(Dataset excerpts)
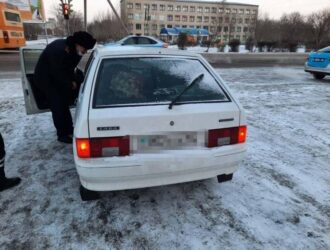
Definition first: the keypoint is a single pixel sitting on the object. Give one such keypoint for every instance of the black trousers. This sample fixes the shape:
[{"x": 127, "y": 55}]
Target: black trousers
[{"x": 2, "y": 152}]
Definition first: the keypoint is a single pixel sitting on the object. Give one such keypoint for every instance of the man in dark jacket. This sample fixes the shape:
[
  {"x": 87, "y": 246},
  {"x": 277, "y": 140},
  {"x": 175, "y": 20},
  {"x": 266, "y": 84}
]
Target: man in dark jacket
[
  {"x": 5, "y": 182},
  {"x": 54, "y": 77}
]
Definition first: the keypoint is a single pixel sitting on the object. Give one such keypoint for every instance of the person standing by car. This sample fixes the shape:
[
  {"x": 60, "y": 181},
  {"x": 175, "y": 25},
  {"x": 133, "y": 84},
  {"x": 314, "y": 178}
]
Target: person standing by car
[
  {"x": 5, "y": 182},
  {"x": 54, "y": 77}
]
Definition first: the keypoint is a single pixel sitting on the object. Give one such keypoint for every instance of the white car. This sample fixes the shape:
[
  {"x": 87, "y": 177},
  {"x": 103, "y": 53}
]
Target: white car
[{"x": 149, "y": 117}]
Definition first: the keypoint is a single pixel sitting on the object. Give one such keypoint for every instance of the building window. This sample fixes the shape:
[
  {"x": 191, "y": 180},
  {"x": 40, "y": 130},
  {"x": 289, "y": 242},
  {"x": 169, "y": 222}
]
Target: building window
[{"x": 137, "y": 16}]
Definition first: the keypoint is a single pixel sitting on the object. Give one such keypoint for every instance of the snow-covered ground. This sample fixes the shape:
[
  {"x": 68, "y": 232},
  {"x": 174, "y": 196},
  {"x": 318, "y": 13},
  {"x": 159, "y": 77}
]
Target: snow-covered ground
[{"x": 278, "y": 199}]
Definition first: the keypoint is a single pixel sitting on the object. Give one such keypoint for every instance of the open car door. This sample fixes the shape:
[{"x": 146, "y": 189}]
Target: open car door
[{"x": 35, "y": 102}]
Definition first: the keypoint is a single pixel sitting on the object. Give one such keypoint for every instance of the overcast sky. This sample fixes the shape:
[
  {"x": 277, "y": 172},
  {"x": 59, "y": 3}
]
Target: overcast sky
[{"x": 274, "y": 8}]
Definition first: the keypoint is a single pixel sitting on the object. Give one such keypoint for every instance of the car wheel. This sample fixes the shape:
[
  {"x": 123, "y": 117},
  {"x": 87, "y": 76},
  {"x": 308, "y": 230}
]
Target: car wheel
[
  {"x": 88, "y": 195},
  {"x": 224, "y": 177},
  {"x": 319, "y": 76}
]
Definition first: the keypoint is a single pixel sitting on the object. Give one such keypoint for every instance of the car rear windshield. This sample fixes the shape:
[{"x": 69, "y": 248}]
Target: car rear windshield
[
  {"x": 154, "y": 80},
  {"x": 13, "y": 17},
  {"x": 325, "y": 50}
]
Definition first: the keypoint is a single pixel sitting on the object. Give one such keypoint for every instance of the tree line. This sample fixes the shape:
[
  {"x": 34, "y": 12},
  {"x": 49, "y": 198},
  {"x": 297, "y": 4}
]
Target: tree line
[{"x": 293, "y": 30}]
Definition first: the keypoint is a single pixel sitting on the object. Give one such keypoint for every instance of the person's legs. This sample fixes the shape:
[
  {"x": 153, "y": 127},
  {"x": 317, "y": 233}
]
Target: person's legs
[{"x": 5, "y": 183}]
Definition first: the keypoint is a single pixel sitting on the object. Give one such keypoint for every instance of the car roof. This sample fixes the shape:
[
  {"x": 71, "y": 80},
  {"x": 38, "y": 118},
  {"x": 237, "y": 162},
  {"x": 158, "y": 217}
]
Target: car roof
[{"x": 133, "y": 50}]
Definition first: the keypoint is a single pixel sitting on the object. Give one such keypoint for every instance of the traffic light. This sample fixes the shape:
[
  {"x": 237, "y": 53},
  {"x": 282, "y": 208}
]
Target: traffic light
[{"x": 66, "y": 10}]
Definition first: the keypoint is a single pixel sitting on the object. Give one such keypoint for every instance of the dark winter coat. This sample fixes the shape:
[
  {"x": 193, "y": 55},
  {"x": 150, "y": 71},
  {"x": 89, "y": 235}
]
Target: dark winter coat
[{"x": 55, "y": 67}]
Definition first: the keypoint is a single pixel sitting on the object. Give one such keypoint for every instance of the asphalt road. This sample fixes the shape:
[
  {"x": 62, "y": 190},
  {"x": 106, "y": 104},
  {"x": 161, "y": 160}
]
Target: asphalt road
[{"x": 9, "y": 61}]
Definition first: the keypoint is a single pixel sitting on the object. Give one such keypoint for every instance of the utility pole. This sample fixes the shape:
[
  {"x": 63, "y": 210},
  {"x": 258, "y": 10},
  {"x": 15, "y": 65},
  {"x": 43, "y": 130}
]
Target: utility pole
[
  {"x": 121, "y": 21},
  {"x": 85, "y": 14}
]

TASK REQUIREMENTS: Each record above must be retyped exactly, minus its pictures.

EXERCISE ANSWER:
Definition first: the keypoint is a single pixel sitting on the object. Give one such keypoint for every instance of the black trousers. This sample fixes the shape:
[{"x": 127, "y": 55}]
Target: black trousers
[{"x": 2, "y": 152}]
Definition first: the keypoint is a single pixel sitting on the object. Give one such keypoint for every instance of the man in dark jacket. This sample fixes the shape:
[
  {"x": 87, "y": 246},
  {"x": 277, "y": 140},
  {"x": 175, "y": 20},
  {"x": 266, "y": 84}
]
Target: man in dark jacket
[
  {"x": 5, "y": 182},
  {"x": 54, "y": 77}
]
Definition first: the keypoint is a single pixel sitting on the object. Give one such keypoint for every instance of the person standing by car. This sample fixes the shape:
[
  {"x": 60, "y": 181},
  {"x": 175, "y": 25},
  {"x": 133, "y": 84},
  {"x": 314, "y": 178}
]
Target: person standing by car
[
  {"x": 5, "y": 182},
  {"x": 54, "y": 77}
]
Definition first: the keypoint is a single pixel sitting on the object. Give one such keypoint for every instance of the white car. This sample fixes the shape:
[
  {"x": 87, "y": 177},
  {"x": 103, "y": 53}
]
Target: white car
[{"x": 149, "y": 117}]
Definition first: the keypoint is a single pixel sitting on the object. Give one such keypoint for every instance of the building window. This sample fixes the shape:
[
  {"x": 191, "y": 180},
  {"x": 40, "y": 130},
  {"x": 289, "y": 242},
  {"x": 169, "y": 222}
]
Target: building window
[{"x": 137, "y": 16}]
Definition first: the keypoint is a single pixel sitting on the object. Give one such keypoint for every instance of the snow-covered ground. This sample fixes the shape:
[
  {"x": 68, "y": 232},
  {"x": 174, "y": 196},
  {"x": 318, "y": 13},
  {"x": 159, "y": 77}
]
Target: snow-covered ground
[{"x": 278, "y": 199}]
Definition first: the keypoint is a single pixel sitting on the object. Give one such keypoint for every instance of the open car door. This sample fixes the shape:
[{"x": 146, "y": 189}]
Target: open car door
[{"x": 35, "y": 102}]
Definition first: the keypoint is a single pixel sitting on the object. Give one such keypoint for every instance of the overcast sky. This sample fixes the shape:
[
  {"x": 277, "y": 172},
  {"x": 59, "y": 3}
]
Target: overcast sky
[{"x": 274, "y": 8}]
Definition first: the keypoint is a single pixel sitting on the object. Give one such keypoint for every instance of the car wheel. This sample fixes the shape:
[
  {"x": 123, "y": 117},
  {"x": 87, "y": 76},
  {"x": 308, "y": 230}
]
Target: car wheel
[
  {"x": 88, "y": 195},
  {"x": 224, "y": 177},
  {"x": 319, "y": 76}
]
Definition first: the keypoint is a single pixel sitting on the object. Give one such keypoint for every instance of the car rear windshield. This sample fixes the shape:
[{"x": 69, "y": 248}]
Target: car rear windshield
[
  {"x": 154, "y": 80},
  {"x": 13, "y": 17},
  {"x": 325, "y": 50}
]
Definition first: the keypoint is a single pixel sitting on the object. Give one such keypoint for every instance of the tree line. This sample fixes the shape:
[
  {"x": 34, "y": 12},
  {"x": 49, "y": 198},
  {"x": 297, "y": 4}
]
Target: tree line
[{"x": 293, "y": 30}]
Definition first: the keypoint is a single pixel sitting on the object. Give one such keypoint for every instance of the person's legs. This sample fixes the shape:
[
  {"x": 153, "y": 127},
  {"x": 317, "y": 233}
]
Target: person's legs
[{"x": 5, "y": 183}]
Definition first: the keypoint is a single pixel sitting on the object. Give one such keypoint for every instance of the car roof. This sample fixes the shape:
[
  {"x": 71, "y": 80},
  {"x": 38, "y": 118},
  {"x": 237, "y": 162},
  {"x": 158, "y": 217}
]
Target: car roof
[{"x": 133, "y": 50}]
Definition first: the keypoint is a single pixel sitting on the object. Give one such keypoint for every instance of the traffic light. This sample fixes the shape:
[
  {"x": 237, "y": 53},
  {"x": 282, "y": 208}
]
Target: traffic light
[{"x": 66, "y": 10}]
Definition first: the keypoint is a single pixel sitting on the object. Give one such keypoint for every instance of the dark winter coat. This sample fixes the shape:
[
  {"x": 193, "y": 55},
  {"x": 150, "y": 71},
  {"x": 89, "y": 235}
]
Target: dark winter coat
[{"x": 55, "y": 67}]
Definition first: the keypoint is a single pixel sitting on the object. Give one such keypoint for every instance of the asphalt road. This sample fixes the shape:
[
  {"x": 62, "y": 190},
  {"x": 106, "y": 104},
  {"x": 161, "y": 160}
]
Target: asphalt road
[{"x": 9, "y": 61}]
Definition first: the keypoint is a single pixel sitting on the object. Give one such keypoint for every instance of the utility pole. This sample fixes the shape:
[
  {"x": 63, "y": 210},
  {"x": 258, "y": 10},
  {"x": 15, "y": 65},
  {"x": 43, "y": 130}
]
Target: utility pole
[
  {"x": 121, "y": 21},
  {"x": 85, "y": 14}
]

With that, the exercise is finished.